#### [DOCUMENT EXCERPT]
_____
At such moments, it has to speak to and for the nation, says Paul Vallely

Alamy

WHAT are we to make of the 100,000 complaints that the BBC has received in protest at the broadcaster’s “excessive” coverage of the death of the Duke of Edinburgh? Not to mention the surge of mean-spirited comments on social media from individuals outraged that MasterChef had been dropped in favour of tributes to Prince Philip?

The BBC, of course, was damned either way. When the Queen Mother died, the right-wing press criticised it for being insufficiently deferential. Now, it is chastised for the opposite. And when, last weekend, it received so many complaints that it put a dedicated form for complainants on its website, it was criticised as “anti-British” for doing that, too.

Let’s not get this out of proportion: 100,000 complaints sounds a lot, but it’s only a small proportion of the 2.4 million people who watched two very fine tribute programmes from Andrew Marr and Sophie Raworth. And it is not many more than wrote to complain about Jerry Springer: The opera, or a bad taste prank call by Russell Brand. But what is interesting is what these complaints tell us about the increasingly atomised nature of British society.

I hold no personal brief for the Duke. I met him only once. When I was a young reporter on The Times, he and the Queen visited to mark its bicentenary. All the paper’s luminaries were placed in line-ups to shake hands with the monarch and her consort. I was too junior for that, and was told to carry on at my typewriter, creating some background hubbub to the visit.

Prince Philip, characteristically, ignored the official line-ups and came over to speak to the only person who was actually doing any work. He was pleasantly inquisitorial, but, to my callow judgement, he seemed just an old man doing a dull job.
_____
Stored dataset items:
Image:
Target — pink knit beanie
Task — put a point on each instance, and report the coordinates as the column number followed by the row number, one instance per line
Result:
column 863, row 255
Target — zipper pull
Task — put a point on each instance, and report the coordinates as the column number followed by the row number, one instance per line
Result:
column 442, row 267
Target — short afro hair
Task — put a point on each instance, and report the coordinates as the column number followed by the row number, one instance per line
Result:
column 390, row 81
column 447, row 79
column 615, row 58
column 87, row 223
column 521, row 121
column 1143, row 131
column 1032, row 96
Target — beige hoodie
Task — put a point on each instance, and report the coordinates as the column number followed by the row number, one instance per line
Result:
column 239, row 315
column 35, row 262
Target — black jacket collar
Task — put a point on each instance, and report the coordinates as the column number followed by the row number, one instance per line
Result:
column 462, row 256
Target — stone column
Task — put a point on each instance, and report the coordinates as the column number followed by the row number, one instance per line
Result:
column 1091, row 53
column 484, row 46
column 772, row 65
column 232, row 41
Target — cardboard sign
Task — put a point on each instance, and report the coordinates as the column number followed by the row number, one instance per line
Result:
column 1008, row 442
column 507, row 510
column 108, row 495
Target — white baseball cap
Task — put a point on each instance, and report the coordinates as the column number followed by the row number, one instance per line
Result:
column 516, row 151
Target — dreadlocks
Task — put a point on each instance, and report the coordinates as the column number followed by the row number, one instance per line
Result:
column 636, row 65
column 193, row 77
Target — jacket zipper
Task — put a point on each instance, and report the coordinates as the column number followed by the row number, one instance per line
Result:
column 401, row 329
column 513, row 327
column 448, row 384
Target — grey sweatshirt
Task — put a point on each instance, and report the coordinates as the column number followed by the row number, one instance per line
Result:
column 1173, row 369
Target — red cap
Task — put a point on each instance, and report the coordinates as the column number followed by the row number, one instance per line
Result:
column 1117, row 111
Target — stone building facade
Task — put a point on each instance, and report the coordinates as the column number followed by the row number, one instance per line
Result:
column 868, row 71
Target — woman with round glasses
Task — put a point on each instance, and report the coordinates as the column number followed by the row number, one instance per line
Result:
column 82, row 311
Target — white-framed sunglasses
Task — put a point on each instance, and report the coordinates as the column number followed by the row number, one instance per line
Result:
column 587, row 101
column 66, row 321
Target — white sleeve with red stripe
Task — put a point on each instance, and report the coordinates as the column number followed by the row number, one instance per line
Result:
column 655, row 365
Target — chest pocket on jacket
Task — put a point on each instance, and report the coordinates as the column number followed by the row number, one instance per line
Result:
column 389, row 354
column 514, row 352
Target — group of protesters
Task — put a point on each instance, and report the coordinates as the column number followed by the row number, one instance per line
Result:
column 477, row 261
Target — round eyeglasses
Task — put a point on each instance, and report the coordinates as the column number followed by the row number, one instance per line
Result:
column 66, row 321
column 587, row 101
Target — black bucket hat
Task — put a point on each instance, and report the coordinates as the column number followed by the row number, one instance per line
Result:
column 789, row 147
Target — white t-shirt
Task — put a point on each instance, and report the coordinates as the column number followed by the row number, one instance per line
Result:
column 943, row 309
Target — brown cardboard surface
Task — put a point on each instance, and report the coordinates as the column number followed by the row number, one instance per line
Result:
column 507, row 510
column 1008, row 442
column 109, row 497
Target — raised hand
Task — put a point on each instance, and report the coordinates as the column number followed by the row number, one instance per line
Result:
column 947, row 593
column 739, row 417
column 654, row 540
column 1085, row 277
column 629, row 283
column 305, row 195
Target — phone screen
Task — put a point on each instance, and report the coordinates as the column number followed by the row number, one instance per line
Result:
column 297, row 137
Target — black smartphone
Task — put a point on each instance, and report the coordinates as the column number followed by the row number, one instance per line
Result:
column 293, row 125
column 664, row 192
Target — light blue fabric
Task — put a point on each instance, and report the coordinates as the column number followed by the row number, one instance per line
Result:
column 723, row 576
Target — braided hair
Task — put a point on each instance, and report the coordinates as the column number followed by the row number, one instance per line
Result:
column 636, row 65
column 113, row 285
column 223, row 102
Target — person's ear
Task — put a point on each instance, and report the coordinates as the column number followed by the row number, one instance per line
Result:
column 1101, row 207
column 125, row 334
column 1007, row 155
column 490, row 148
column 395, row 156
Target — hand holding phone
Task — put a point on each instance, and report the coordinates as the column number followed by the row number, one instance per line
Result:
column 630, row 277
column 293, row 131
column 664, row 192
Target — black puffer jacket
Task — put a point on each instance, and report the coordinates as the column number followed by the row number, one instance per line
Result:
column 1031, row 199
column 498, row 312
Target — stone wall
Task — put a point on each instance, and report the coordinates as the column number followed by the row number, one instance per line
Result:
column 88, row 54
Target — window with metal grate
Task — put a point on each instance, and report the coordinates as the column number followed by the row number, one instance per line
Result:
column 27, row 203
_____
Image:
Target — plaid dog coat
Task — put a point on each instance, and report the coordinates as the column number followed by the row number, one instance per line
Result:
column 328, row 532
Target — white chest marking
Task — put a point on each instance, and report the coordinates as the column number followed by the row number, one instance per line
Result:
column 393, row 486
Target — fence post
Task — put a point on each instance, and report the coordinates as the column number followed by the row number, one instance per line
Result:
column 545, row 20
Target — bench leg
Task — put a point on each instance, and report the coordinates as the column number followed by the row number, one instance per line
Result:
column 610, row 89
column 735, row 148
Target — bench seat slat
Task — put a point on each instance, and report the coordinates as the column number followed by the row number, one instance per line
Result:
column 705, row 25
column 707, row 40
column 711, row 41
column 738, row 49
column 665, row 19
_____
#### [EXERCISE REQUIREMENTS]
• A. According to the article on the BBC's coverage of Prince Philip's death, how many people watched the tribute programmes from Andrew Marr and Sophie Raworth?
• B. Continue the article on the BBC's coverage of Prince Philip's death from its final sentence.
The records are separate material, unrelated to the article on the BBC's coverage of Prince Philip's death.

#### [TASK-BY-TASK RESULTS]
• A. 2.4 million people watched them.

• B.
Now, we all know that he was, in his day, a royal innovator: the man who introduced television cameras to the Coronation, and who, over the years, pressed for the steady modernisation of the monarchy. That this monarchy now seems stolidly set in stone is in no small part thanks to a prince who had, in his youth, seen Europe’s monarchies tumble one after another — and knew that stability could not be taken for granted in a modern world in which popular support for the royalty was vital. It is only through the tributes that have, post-mortem, been paid to him that we understand the range and depth of his public service over seven decades.

Thankfully, the BBC has not entirely thrown off its Reithian mantle. It knows it must speak to and for the nation at nodal moments of our history. We live in an increasingly solipsistic age, in which so many people’s worlds are reduced to the digital choices enclosed in their headphones. But shared experiences are what bind a society together.

Pausing for a moment, collectively, to pay tribute to a long life of service and to commiserate with the Queen in her loss — in a public echo of the private gratitude and sadness that we feel for those we each have lost in this terrible pandemic — is part of what makes us a nation. We would all be the lesser for losing that.